Material provided —
******
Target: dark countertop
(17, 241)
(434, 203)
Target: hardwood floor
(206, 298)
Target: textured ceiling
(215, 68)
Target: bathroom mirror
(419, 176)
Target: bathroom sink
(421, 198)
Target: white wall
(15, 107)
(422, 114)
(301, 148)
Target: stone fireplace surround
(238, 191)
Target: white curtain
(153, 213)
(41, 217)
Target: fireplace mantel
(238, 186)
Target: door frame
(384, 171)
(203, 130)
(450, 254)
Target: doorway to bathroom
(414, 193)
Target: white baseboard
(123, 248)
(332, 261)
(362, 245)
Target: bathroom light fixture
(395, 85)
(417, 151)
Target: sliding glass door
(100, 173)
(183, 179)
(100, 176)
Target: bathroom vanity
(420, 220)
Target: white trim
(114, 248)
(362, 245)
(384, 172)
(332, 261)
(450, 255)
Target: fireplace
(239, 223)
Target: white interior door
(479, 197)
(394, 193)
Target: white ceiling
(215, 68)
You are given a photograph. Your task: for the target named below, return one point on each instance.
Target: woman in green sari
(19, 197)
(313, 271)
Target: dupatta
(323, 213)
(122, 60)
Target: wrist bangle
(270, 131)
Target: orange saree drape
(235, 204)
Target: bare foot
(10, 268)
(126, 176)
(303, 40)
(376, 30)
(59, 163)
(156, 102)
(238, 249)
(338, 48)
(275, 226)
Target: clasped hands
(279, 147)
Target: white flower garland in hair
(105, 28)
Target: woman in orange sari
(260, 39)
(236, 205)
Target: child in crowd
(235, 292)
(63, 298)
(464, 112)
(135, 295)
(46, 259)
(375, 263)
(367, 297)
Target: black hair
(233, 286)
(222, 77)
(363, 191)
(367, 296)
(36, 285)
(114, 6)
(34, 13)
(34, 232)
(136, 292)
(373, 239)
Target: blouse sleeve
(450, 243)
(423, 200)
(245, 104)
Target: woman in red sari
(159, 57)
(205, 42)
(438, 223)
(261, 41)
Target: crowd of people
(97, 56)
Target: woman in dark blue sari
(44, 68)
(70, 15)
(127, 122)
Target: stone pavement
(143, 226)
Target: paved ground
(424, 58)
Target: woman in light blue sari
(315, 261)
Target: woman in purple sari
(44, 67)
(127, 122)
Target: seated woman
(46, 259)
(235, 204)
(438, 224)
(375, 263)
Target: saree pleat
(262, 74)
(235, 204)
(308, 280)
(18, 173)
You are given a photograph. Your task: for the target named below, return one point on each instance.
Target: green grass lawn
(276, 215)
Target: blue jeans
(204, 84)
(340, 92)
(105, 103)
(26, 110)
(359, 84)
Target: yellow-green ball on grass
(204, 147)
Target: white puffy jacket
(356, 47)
******
Make an exact copy of the listing, including every line.

Target: dark countertop
(17, 241)
(434, 203)
Target: hardwood floor
(206, 298)
Target: textured ceiling
(215, 68)
Target: bathroom mirror
(419, 176)
Target: bathroom sink
(421, 198)
Target: white wall
(15, 107)
(422, 114)
(301, 148)
Target: stone fireplace surround
(238, 191)
Target: white curtain
(153, 213)
(41, 217)
Target: fireplace mantel
(238, 186)
Target: door frame
(384, 171)
(203, 130)
(450, 254)
Target: doorway to bathroom
(414, 193)
Target: white baseboard
(123, 248)
(332, 261)
(362, 245)
Target: bathroom light fixture
(395, 85)
(417, 151)
Target: sliding glass door
(100, 173)
(183, 179)
(100, 176)
Target: bathroom vanity
(420, 220)
Target: white trim
(114, 248)
(362, 245)
(384, 172)
(332, 261)
(450, 255)
Target: fireplace
(239, 223)
Target: white interior door
(479, 197)
(394, 193)
Target: white ceiling
(215, 68)
You are given a photograph. Your task: for the target named below, return one point on each instance.
Target: woman in green sari
(19, 197)
(313, 271)
Target: dupatta
(323, 213)
(122, 60)
Target: wrist bangle
(270, 131)
Target: orange saree drape
(235, 204)
Target: bare foot
(10, 268)
(126, 176)
(303, 40)
(376, 30)
(59, 163)
(156, 102)
(238, 249)
(338, 48)
(275, 226)
Target: clasped hands
(279, 147)
Target: white flower garland in hair
(105, 28)
Target: woman in orange sari
(260, 39)
(236, 205)
Target: child in crowd
(235, 292)
(63, 298)
(464, 112)
(135, 295)
(46, 259)
(375, 263)
(367, 297)
Target: black hair
(233, 286)
(222, 77)
(363, 191)
(367, 296)
(36, 285)
(114, 6)
(34, 13)
(34, 232)
(136, 292)
(373, 239)
Target: blouse sleeve
(450, 243)
(423, 200)
(245, 104)
Target: woman in red sari
(159, 57)
(205, 42)
(438, 223)
(261, 41)
Target: crowd of people
(97, 56)
Target: woman in dark blue sari
(44, 68)
(70, 15)
(127, 122)
Target: stone pavement
(143, 226)
Target: paved ground
(424, 58)
Target: woman in light blue sari
(315, 261)
Target: woman in purple sari
(44, 67)
(127, 122)
Target: seated woman
(46, 259)
(235, 204)
(438, 224)
(375, 263)
Target: saree pleat
(262, 74)
(235, 204)
(308, 280)
(18, 173)
You are given a photograph. Your task: for the target named below, return one point on each instance.
Target: green grass lawn
(276, 215)
Target: blue jeans
(204, 84)
(340, 92)
(105, 103)
(26, 110)
(359, 84)
Target: yellow-green ball on grass
(204, 147)
Target: white puffy jacket
(356, 47)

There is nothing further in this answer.